* Start Listing *

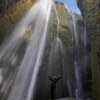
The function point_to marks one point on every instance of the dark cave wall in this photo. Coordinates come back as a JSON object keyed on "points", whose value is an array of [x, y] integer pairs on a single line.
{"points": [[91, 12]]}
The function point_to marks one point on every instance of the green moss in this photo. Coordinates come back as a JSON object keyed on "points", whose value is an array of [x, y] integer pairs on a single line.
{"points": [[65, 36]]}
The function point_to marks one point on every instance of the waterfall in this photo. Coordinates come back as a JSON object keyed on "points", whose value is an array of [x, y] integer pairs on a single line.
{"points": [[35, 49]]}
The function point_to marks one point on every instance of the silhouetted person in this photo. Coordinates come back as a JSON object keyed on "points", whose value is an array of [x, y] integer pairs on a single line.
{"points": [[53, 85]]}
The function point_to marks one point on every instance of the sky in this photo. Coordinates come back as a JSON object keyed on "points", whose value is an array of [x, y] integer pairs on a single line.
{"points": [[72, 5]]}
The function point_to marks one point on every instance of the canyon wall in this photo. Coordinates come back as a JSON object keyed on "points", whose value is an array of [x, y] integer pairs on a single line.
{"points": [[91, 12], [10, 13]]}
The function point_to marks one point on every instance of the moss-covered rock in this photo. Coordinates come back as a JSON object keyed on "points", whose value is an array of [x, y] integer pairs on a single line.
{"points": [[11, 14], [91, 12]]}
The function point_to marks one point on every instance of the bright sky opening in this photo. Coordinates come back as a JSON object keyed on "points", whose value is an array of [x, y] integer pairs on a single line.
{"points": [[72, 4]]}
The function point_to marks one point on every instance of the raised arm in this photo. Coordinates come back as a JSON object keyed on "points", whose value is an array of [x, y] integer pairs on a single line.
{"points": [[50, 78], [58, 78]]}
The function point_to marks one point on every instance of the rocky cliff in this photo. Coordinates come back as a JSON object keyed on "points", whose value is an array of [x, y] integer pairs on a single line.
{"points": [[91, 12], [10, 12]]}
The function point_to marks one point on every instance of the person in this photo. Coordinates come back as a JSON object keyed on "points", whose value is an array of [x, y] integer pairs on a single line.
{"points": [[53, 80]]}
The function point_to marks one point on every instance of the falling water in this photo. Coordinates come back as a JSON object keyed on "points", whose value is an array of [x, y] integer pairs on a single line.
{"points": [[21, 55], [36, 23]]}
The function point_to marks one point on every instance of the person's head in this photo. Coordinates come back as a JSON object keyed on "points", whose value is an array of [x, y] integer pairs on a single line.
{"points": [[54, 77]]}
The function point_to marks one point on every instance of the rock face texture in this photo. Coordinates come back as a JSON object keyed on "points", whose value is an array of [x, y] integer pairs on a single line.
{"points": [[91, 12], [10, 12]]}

* End Listing *
* Start Listing *

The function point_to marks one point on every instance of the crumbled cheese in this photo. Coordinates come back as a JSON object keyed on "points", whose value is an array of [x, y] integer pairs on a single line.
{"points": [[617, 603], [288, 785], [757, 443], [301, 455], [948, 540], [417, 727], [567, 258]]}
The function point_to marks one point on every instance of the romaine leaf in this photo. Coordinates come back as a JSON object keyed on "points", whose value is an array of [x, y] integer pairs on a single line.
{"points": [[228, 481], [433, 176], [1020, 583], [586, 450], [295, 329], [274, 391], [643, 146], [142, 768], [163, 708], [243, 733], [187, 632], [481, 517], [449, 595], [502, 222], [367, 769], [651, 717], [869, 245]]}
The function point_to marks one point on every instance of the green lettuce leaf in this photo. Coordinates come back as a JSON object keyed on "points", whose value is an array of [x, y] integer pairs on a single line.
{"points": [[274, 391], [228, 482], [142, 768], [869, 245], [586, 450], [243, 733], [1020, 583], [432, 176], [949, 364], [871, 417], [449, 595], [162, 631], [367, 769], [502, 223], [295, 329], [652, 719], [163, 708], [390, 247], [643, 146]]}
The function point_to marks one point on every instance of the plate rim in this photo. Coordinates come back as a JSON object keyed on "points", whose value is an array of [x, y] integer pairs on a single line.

* End Listing *

(Work required):
Copy out everything from the line containing "of the romaine" down to the line containing "of the plate", substituting "image" for every "photo" and keeping the rest of the data unchanged.

(Response to the task):
The function point_to marks one point on every instance of the romaine leaf in this image. Coordinates come back as a JSON object keyed on "points", whose value is an array of [x, y] integer pairs on a single line.
{"points": [[228, 481], [433, 176], [1020, 583], [586, 450], [295, 329], [274, 391], [643, 146], [142, 768], [163, 708], [243, 733], [187, 632], [481, 517], [449, 595], [502, 222], [367, 769], [651, 717], [869, 245]]}
The function point_to marks one point on every instance of the green lettuce leaf in this image. Coordinates come back as a JSON object keyed on "points", whose value is an array of [x, y] integer pairs on a single line.
{"points": [[274, 391], [228, 482], [142, 768], [869, 245], [586, 450], [243, 733], [1020, 583], [432, 176], [949, 364], [871, 417], [449, 595], [162, 631], [367, 769], [502, 223], [295, 329], [652, 719], [163, 708], [390, 247], [643, 146]]}
The function point_to marks one point on every instance of the plate rim in this image. Coordinates come back as a JSON object keyed on "points", whose value is an array of [x, y] integer pairs on a single line.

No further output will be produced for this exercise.